> [Selected passage]

For my dad’s 60th something special needed to happen.
My dad turned sixty this past September, which I guess, is a big deal in that every decade that we get older is somewhat of a big deal. As someone who’s really big on enabling experiences versus giving things, I wanted to do something special. For my dad’s 50th birthday, I’d taken him and my little brother over Rollins Pass; an old railroad grade road that connects Rollinsville, CO, just west of Boulder, to Winter Park, by crossing the Continental Divide. It was a 40-mile trek that we talked about for years afterward, complete with bike-pushing, threats of thunderstorms, and donuts at 7-11 once we made it to Winter Park. As a bonus, afterward, my little brother turned from a video game playing kid to one who rode his bike to school nearly every day.
For my dad’s 60th, I decided to do something similar: The White Rim in Canyonlands National Park. With a shuttle to cut out the pavement and Mineral Bottom road, the route consisted of nearly 80 miles of jeep road cutting through the heart of the National Park. Scott and I set up it up as a three-day trip with the plan to haul all of our water in a BOB trailer.
Photo courtesy of Scott Morris
While this may not seem like a huge trip to many, my dad hadn’t camped in a tent since I turned into a teenager and pretty much ruined any family plans my parents tried to make. He’d wanted to take us kids backpacking for longer than I can remember. I was hoping that this would be my chance to show him my version of backpacking and maybe make up for some of the times that I was less than cooperative growing up. He hadn’t ridden a mountain bike for an extended distance since our Rollins Pass trip ten years ago. In fact, he showed up to Moab with my brother’s old mountain bike saying that he’d taken it into a shop to have a few things adjusted and then rode it for half an hour. His spring semester as a professor had been busy.
With a significant threat of rain throughout the weekend, we loaded up my bike with three days’ worth of food for three people and some sleeping gear. In the BOB being towed by Scott, we put two tents, three sleeping pads, two sleeping bags, and nine extra liters of water. We also carried a water filter so that we could get more water out of the Green River on night two.
And with my dad wringing his hands with nervousness, we set off down the Shaffer’s Switchbacks. “You’ll be fine,” I told him. “You can send spacecraft to Pluto; this is nothing compared to that!”

> [Work instructions]
**1.** According to the White Rim story, about how many miles of jeep road did the route cover?
**2.** In the White Rim story, why did the group bring a water filter?
**3.** Please continue the White Rim story from its final line.
The items that come next have no connection to the White Rim story.

> [Extracted information]
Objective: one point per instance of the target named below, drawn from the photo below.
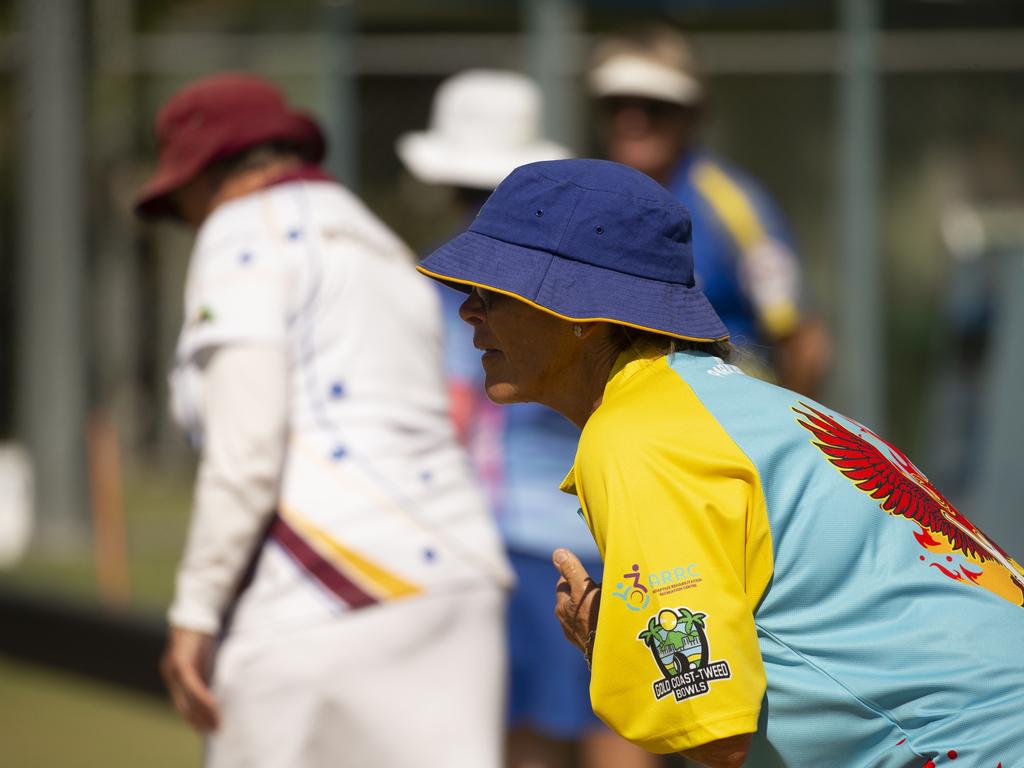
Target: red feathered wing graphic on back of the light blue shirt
(878, 477)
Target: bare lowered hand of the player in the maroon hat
(186, 668)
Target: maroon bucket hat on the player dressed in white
(215, 118)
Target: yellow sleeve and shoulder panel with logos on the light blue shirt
(679, 517)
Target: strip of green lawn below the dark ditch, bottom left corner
(51, 720)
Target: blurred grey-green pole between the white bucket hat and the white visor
(553, 59)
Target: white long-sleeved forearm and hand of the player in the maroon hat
(246, 422)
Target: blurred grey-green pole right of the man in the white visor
(860, 362)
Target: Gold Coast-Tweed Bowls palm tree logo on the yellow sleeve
(678, 642)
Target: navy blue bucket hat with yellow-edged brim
(585, 240)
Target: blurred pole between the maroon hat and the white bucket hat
(340, 94)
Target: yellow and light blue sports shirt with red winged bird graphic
(774, 567)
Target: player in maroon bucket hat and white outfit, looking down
(338, 547)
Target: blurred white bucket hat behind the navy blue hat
(484, 124)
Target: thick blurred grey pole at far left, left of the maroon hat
(52, 367)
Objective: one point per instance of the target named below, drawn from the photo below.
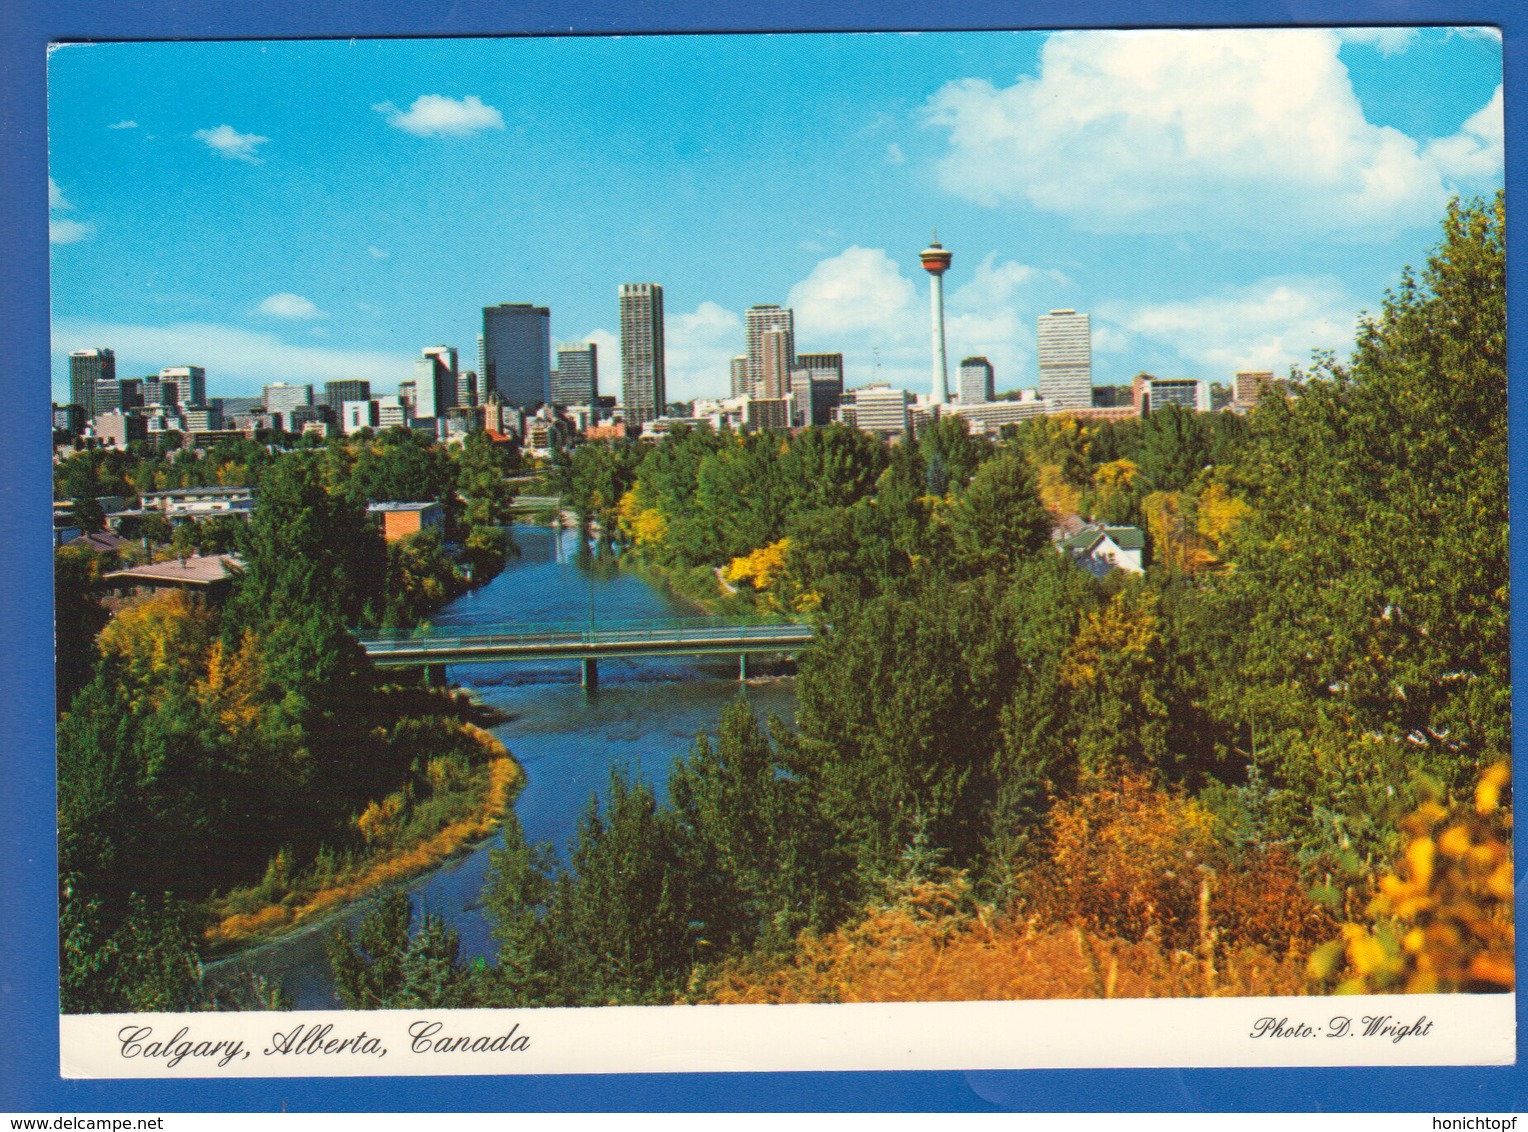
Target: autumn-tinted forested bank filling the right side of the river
(1274, 763)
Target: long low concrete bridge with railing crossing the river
(588, 644)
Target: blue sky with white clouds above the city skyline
(309, 212)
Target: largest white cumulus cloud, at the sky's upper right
(1232, 132)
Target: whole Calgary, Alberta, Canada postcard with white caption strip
(766, 554)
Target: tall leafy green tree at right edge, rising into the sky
(1367, 613)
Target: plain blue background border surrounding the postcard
(28, 923)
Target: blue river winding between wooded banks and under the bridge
(646, 714)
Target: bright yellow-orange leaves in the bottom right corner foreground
(1443, 919)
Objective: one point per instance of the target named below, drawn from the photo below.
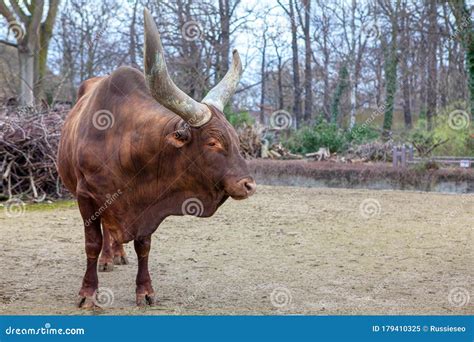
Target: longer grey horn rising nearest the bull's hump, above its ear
(160, 83)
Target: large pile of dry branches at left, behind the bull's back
(29, 141)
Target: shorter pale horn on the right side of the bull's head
(223, 91)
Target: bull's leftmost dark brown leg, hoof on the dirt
(93, 242)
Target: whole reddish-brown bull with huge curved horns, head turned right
(136, 149)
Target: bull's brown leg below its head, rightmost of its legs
(145, 293)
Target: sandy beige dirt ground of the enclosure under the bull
(284, 251)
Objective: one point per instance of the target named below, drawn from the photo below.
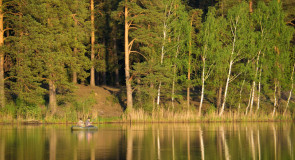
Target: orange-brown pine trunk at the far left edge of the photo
(2, 93)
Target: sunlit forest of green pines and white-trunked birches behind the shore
(190, 58)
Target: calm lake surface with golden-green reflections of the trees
(150, 142)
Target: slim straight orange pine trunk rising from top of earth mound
(92, 71)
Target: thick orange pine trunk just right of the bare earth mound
(127, 67)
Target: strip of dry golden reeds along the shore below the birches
(162, 115)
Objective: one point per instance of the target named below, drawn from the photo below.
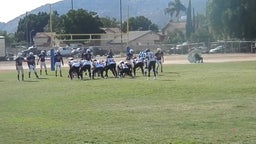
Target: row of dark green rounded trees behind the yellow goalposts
(74, 22)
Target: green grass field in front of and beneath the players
(187, 104)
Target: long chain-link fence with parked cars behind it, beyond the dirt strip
(185, 48)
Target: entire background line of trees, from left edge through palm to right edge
(228, 20)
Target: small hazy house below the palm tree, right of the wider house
(174, 26)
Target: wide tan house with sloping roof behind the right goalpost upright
(137, 40)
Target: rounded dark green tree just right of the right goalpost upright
(140, 23)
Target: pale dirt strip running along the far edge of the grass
(169, 59)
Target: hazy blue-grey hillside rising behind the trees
(152, 9)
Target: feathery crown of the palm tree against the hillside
(175, 7)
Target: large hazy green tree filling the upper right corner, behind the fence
(232, 18)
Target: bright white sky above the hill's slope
(10, 9)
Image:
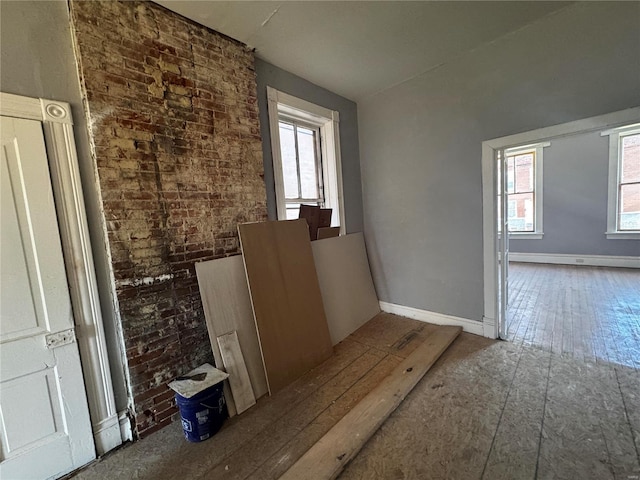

> [Responses for each task]
**1.** Nearly 80 miles.

**2.** They brought it so they could get more water out of the Green River on the second night.

**3.**
He didn’t seem convinced.
I watched with a very real level of fear, taking pictures, as he made his way down the 1,800 feet of downhill. Was this one of those really bad ideas that I’d grow to regret? But when I’d caught up at the bottom, he was smiling. “That was spooky!”
Spooky is better than terrifying, I decided, and off we went. Every time the massively overloaded BOB trailer hit a bump, it let out a thunderous boom, which left me laughing as the miles went by. My heavily loaded bike and the BOB attached to Scott were great equalizers to my dad’s bike, outfitted with a frame bag that carried his spare clothes.
We stopped for a snack a few hours in, a giant sandwich each that I’d made before the trip. “I’m not going to lose any weight on this trip, am I?” my dad asked, half joking.
“No way. This is luxury touring.”
Photo courtesy of Scott Morris
We arrived at the Gooseberry Campground in time to watch the sunset light up the La Sal Mountains in the distance. Cooking up a giant pot of mac and cheese with veggies, we ate well, watching the light dance off the surrounding cliffs. And at dark, we bedded down, and I could hear my dad’s breathing turn into snoring within minutes of zipping up his tent.
This was my chance to show my dad what I did with much of my life, to give him a glimpse into why I made riding bikes and being outside such a high priority. And for now, it was going beautifully.
Morning brought coffee and oats, and we were moving well before 8 a.m. We had 44 miles to cover to our next campsite, and I knew it was going to be a stretch for my dad.
Photo courtesy of Scott Morris
But the miles went along steadily. We all pushed up Murphy’s Hogback, though Scott, with a still massively heavy trailer, made a valiant effort to clear it claiming that it was actually easier to pedal than to push. We ate M&M’s and Swedish Fish at the top while pondering the massive view of the canyons.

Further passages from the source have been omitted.